SELECTION:
§

AMALGAMATED SAWMILLS LIMITED v JOHN KARIUKI GITAU [2011] KEHC 1329 (KLR)
Full Case Text
REPUBLIC OF KENYA
IN THE HIGH COURT OF KENYA
AT NAKURU
CIVIL APPEAL NO. 80 OF 2005
(Being an appeal from the Judgment of Hon. A. B. Mong'are, R.M. in Nakuru CMCC No. 1656 of 2004 delivered on 31st March, 2005)
AMALGAMATED SAWMILLS LIMITED…………………...........……...………………APPELLANT
VERSUS
JOHN KARIUKI GITAU……………………….....……………………...………………RESPONDENT
JUDGMENT
The Respondent sued the Appellant for -
(a)General damages,
(b) Special damages,
(c)Costs and interest of the suit.
Upon hearing of the suit, the Appellant failed to give evidence, and the case was closed at the end of the Respondent's evidence. The learned Resident Magistrate considered the evidence on record, and apportioned liability at 75:25 in favour of the Plaintiff(Respondent) and awarded general damages for pain and suffering in the sum of Kshs 55,000/=, and special damages of Kshs 2,000/= making a sub-total of Ksh 57,000/= less 25% contributory negligence of Ksh 14,250/= and entered judgment for the Respondent in the sum of Ksh 42,750/=.

§

OBJECTIVE:
Print the judgment above in full, without altering any of its wording.

DATASET EXTRACT:
§

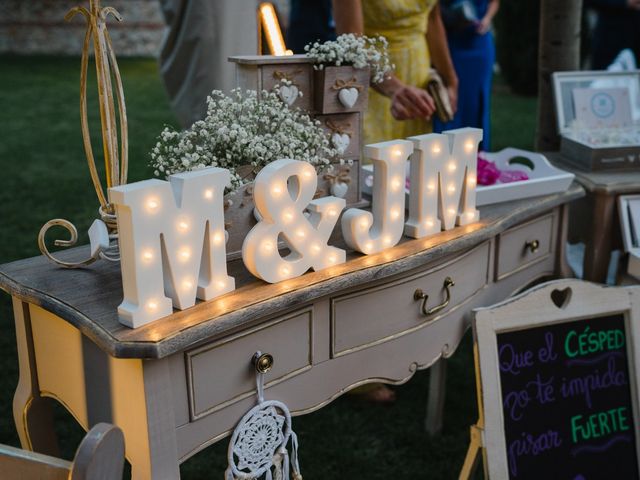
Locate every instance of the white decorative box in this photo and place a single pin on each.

§

RESULT OF THE TASK:
AMALGAMATED SAWMILLS LIMITED v JOHN KARIUKI GITAU [2011] KEHC 1329 (KLR)
Full Case Text
REPUBLIC OF KENYA
IN THE HIGH COURT OF KENYA
AT NAKURU
CIVIL APPEAL NO. 80 OF 2005
(Being an appeal from the Judgment of Hon. A. B. Mong'are, R.M. in Nakuru CMCC No. 1656 of 2004 delivered on 31st March, 2005)
AMALGAMATED SAWMILLS LIMITED…………………...........……...………………APPELLANT
VERSUS
JOHN KARIUKI GITAU……………………….....……………………...………………RESPONDENT
JUDGMENT
The Respondent sued the Appellant for -
(a)General damages,
(b) Special damages,
(c)Costs and interest of the suit.
Upon hearing of the suit, the Appellant failed to give evidence, and the case was closed at the end of the Respondent's evidence. The learned Resident Magistrate considered the evidence on record, and apportioned liability at 75:25 in favour of the Plaintiff(Respondent) and awarded general damages for pain and suffering in the sum of Kshs 55,000/=, and special damages of Kshs 2,000/= making a sub-total of Ksh 57,000/= less 25% contributory negligence of Ksh 14,250/= and entered judgment for the Respondent in the sum of Ksh 42,750/=.